Stored records
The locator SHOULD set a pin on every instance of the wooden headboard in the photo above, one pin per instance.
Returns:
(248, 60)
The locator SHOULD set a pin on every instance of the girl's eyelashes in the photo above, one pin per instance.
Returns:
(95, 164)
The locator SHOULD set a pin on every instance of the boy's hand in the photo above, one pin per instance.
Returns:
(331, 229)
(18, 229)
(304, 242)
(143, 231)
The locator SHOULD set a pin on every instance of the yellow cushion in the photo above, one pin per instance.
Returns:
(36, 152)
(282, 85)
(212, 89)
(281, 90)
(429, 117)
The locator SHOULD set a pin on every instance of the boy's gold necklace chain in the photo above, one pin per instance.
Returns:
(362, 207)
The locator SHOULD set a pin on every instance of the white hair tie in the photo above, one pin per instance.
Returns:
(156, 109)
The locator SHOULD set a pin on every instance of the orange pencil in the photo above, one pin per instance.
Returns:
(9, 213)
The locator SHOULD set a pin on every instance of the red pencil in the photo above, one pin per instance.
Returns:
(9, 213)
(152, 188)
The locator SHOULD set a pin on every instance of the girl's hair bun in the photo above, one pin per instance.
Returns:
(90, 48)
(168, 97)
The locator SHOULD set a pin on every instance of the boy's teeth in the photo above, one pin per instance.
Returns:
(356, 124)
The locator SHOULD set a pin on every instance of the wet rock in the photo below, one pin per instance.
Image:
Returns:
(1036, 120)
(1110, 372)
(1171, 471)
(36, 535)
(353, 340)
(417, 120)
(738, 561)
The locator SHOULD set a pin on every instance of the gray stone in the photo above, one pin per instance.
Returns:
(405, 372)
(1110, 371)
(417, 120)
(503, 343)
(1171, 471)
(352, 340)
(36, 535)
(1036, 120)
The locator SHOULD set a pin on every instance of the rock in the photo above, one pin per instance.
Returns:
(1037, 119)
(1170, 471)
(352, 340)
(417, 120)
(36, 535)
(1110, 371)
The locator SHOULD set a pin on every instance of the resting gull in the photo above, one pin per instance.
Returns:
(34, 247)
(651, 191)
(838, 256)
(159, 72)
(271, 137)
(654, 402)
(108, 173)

→ **Instructions for the task**:
Write only the number of lines in the records that contain the string "pencil".

→ **Solution**:
2